== Directions ==
Please echo the lines from the very beginning through the one that contains "point(104, 101)", reproducing each without any change.

== Material for the task ==

******************************

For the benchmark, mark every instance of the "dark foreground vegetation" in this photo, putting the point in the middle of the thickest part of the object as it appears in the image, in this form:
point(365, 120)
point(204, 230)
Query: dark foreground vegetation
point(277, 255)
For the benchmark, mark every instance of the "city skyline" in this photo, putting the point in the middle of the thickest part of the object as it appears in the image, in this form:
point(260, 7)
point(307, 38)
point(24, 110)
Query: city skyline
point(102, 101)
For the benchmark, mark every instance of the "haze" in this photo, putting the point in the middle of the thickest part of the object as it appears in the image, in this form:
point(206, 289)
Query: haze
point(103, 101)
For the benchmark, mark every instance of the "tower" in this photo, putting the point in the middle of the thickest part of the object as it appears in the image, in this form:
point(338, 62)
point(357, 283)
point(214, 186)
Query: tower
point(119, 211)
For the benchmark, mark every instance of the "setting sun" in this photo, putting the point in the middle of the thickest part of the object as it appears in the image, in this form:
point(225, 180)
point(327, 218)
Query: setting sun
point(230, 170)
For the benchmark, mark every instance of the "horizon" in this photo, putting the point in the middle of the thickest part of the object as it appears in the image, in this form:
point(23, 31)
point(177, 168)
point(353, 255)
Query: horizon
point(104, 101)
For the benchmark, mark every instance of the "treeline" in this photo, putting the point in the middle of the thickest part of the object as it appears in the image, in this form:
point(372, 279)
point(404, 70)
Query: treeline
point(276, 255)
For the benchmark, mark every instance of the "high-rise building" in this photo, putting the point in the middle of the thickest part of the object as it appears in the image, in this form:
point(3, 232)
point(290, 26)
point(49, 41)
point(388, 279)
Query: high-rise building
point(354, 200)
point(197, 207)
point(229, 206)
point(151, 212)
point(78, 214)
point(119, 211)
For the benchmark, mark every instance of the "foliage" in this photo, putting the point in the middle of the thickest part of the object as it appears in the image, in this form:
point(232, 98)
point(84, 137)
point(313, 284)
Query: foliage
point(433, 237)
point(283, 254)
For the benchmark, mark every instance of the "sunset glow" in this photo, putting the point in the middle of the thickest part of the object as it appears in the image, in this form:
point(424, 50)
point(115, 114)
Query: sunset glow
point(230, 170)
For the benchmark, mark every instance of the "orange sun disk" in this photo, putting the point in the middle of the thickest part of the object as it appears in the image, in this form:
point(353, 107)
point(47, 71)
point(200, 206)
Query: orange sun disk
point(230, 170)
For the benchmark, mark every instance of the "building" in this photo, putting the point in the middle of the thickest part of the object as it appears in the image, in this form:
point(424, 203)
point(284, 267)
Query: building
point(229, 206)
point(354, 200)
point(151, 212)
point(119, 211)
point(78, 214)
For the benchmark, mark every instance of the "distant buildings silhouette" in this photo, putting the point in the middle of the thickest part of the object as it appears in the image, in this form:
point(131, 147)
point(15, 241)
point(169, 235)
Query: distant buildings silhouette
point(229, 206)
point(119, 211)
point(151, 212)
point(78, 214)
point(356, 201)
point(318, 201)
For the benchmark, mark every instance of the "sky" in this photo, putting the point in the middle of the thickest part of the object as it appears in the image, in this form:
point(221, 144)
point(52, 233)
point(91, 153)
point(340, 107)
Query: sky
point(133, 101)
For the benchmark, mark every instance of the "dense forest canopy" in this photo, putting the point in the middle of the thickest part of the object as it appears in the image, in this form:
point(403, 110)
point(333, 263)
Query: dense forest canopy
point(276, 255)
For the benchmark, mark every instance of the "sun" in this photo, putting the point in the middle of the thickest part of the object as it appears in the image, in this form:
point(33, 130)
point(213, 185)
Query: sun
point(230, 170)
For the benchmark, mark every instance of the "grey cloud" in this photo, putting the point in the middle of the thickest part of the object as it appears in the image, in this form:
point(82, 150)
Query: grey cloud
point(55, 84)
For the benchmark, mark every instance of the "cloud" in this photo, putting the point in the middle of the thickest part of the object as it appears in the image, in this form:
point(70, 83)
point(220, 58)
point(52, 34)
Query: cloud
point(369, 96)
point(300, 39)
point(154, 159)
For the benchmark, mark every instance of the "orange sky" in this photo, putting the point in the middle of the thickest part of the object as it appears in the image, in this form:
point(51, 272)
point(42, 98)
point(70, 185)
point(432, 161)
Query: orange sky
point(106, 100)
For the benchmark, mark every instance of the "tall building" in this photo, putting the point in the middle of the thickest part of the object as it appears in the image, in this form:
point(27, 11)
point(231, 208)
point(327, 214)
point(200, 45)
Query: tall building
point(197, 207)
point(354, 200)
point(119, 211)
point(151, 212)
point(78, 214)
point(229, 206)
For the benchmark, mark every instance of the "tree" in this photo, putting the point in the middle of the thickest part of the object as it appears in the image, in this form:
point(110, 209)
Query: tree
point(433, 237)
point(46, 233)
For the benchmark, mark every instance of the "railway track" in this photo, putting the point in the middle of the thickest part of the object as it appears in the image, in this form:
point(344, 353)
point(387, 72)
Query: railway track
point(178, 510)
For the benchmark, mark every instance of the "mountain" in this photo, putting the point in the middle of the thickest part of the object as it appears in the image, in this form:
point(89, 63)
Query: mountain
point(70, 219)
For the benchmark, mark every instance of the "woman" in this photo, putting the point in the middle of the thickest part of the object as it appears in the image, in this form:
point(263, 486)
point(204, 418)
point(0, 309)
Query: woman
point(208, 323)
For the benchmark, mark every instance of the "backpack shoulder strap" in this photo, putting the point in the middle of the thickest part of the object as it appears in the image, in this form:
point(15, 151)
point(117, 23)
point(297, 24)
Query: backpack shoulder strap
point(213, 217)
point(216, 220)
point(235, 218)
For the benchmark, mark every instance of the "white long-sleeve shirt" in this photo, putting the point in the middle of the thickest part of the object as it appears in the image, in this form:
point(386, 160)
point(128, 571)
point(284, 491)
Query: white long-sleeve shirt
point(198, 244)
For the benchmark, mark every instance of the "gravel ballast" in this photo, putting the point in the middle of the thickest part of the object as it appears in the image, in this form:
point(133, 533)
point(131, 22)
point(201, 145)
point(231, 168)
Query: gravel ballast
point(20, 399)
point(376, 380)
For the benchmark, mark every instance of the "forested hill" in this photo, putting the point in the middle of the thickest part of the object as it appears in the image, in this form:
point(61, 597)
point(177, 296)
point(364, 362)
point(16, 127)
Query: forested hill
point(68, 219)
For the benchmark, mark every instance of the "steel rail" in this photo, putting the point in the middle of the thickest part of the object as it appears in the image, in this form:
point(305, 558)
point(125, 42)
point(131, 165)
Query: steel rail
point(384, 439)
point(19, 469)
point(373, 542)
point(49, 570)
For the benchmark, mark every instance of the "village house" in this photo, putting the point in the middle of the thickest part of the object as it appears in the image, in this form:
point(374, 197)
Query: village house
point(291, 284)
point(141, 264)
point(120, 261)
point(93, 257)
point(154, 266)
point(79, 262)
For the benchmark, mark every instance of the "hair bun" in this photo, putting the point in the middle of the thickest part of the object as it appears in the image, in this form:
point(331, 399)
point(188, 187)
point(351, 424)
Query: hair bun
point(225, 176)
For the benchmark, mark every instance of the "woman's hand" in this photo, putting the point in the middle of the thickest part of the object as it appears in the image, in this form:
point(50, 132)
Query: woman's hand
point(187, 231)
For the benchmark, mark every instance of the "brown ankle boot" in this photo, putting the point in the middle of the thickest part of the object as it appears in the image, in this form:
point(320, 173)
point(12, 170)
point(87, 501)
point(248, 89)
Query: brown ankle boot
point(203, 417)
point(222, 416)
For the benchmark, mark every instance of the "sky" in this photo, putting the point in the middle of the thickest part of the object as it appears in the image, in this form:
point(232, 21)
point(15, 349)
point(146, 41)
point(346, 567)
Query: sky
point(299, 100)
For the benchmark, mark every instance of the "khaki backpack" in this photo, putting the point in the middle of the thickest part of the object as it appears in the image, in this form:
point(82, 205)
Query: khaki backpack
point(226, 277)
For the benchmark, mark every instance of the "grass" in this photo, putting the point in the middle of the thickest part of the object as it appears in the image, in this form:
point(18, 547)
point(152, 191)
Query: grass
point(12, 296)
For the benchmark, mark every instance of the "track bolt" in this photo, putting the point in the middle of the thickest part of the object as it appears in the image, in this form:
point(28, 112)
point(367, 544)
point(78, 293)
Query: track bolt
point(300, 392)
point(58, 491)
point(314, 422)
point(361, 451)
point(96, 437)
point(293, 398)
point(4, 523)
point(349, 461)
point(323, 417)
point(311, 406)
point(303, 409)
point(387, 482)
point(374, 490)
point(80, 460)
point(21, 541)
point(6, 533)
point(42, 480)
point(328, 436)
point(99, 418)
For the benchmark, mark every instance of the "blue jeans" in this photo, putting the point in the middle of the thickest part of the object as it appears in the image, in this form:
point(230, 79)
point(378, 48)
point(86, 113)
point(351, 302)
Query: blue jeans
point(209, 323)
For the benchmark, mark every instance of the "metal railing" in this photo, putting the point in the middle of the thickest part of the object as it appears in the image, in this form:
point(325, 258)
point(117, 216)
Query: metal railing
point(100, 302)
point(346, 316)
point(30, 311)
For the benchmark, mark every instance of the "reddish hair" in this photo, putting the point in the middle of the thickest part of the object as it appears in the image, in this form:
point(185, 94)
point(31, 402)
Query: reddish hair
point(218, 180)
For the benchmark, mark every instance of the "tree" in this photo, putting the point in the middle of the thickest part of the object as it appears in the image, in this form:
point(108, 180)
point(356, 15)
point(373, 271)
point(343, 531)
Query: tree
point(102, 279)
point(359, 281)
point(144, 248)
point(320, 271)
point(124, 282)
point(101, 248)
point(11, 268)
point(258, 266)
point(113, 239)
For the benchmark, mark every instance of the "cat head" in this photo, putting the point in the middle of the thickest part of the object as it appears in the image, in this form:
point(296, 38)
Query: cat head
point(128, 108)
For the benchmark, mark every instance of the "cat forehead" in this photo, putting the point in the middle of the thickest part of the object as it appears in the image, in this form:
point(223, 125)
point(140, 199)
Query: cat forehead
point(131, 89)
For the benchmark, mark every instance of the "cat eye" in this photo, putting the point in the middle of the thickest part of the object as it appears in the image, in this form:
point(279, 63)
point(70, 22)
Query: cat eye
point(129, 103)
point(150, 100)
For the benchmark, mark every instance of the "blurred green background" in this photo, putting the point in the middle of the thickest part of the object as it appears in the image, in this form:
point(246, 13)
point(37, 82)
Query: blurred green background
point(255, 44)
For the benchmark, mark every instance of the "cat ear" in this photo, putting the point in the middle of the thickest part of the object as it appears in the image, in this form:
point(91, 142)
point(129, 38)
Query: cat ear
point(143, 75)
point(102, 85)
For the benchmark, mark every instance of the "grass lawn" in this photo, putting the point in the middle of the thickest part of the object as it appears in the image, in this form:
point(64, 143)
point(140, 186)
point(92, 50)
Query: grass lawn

******************************

== Final result ==
For the benchmark, mark every instance of the "dark foreground vegetation" in this photo, putting the point in the middle of the thickest part of the object as it appears in the image, in this form:
point(365, 120)
point(204, 230)
Query: dark foreground vegetation
point(277, 255)
For the benchmark, mark every instance of the "city skyline" in this photo, putting the point in the middle of the thickest part of the object as it appears in the image, in this form:
point(260, 7)
point(307, 38)
point(24, 110)
Query: city skyline
point(102, 101)
For the benchmark, mark every instance of the "haze" in this photo, putting the point in the middle of the thickest part of the object as it appears in the image, in this form:
point(206, 289)
Query: haze
point(103, 101)
For the benchmark, mark every instance of the "tower" in this photo, putting the point in the middle of the thickest part of the object as it appears in the image, in this form:
point(338, 62)
point(357, 283)
point(214, 186)
Query: tower
point(119, 211)
For the benchmark, mark every instance of the "setting sun" in this photo, putting the point in the middle of the thickest part of the object as it appears in the image, in this form:
point(225, 180)
point(327, 218)
Query: setting sun
point(230, 170)
For the benchmark, mark every instance of the "horizon" in this photo, putting the point in the middle of the thickest part of the object as it appears in the image, in this form:
point(23, 31)
point(177, 168)
point(353, 255)
Query: horizon
point(104, 101)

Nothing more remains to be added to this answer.